**Trecho**
####

As recentes revelações da Operação Satiagraha levantaram suspeitas sobre intervenção do banqueiro e ex-sócio da Brasil Telecom Daniel Dantas na fusão da companhia telefônica com a Oi. Segundo relatórios da Polícia Federal, Dantas teria usado o advogado petista Luiz Eduardo Greenhalgh para fazer lobby pela aprovação do negócio junto à cúpula do governo federal. Os indícios reforçam as críticas em relação à benevolência do Palácio do Planalto para com o banqueiro, que saiu da transação sem as ações judiciais até então mantidas contra ele por fundos de pensão e pelo grupo Oportunity por gestão temerária de recursos, além de US$ 985 milhões nos bolsos com a venda de sua parte na Brasil Telecom.

Para especialistas entrevistados pelo Observatório do Direito à Comunicação, o caso coloca sob suspeição o processo de compra da Brasil Telecom, o que não pode ser ignoradas nos debates sobre a revisão do Plano Geral de Outorgas (PGO) de telefonia fixa. A alteração normativa é condição para que a fusão se concretize, uma vez que pela legislação atual, uma concessionária deste serviço não pode adquirir outra. Assim, além da análise sobre a validade política, técnica e econômica da mudança, o caso Dantas colocaria uma nova polêmica sobre a licitude da operação entre BrT e Oi que, afinal, motivou o debate sobre o PGO.

####

Itens armazenados:
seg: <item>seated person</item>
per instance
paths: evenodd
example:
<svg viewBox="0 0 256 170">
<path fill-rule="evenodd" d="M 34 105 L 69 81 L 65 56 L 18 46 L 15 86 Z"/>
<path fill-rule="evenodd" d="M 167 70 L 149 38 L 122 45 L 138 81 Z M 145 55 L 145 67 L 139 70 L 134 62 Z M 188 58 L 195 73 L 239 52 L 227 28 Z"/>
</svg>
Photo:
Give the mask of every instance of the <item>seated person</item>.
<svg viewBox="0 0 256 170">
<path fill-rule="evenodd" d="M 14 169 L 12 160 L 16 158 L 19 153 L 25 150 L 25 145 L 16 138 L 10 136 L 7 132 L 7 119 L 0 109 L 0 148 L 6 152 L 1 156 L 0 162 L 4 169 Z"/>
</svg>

####

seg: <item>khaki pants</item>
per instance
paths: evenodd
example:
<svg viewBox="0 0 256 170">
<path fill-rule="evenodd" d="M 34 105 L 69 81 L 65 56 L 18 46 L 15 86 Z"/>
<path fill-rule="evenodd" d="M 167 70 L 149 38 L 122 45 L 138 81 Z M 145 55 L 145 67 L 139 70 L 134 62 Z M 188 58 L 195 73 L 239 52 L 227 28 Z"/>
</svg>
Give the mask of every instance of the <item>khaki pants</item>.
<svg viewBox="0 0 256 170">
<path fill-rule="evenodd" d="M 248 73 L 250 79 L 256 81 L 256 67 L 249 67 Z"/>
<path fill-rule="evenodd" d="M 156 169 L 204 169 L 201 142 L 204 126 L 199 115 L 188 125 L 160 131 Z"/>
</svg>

####

**Tarefa 1**
Segundo o trecho sobre a Operação Satiagraha, quanto Daniel Dantas levou com a venda de sua parte na Brasil Telecom?
**Tarefa 2**
Reproduza tudo o que vai de "As recentes revelações" até "na Brasil Telecom." no trecho sobre a Operação Satiagraha.
O material não é necessário aqui.

**Espaço de resposta 1**
US$ 985 milhões.

**Espaço de resposta 2**
As recentes revelações da Operação Satiagraha levantaram suspeitas sobre intervenção do banqueiro e ex-sócio da Brasil Telecom Daniel Dantas na fusão da companhia telefônica com a Oi. Segundo relatórios da Polícia Federal, Dantas teria usado o advogado petista Luiz Eduardo Greenhalgh para fazer lobby pela aprovação do negócio junto à cúpula do governo federal. Os indícios reforçam as críticas em relação à benevolência do Palácio do Planalto para com o banqueiro, que saiu da transação sem as ações judiciais até então mantidas contra ele por fundos de pensão e pelo grupo Oportunity por gestão temerária de recursos, além de US$ 985 milhões nos bolsos com a venda de sua parte na Brasil Telecom.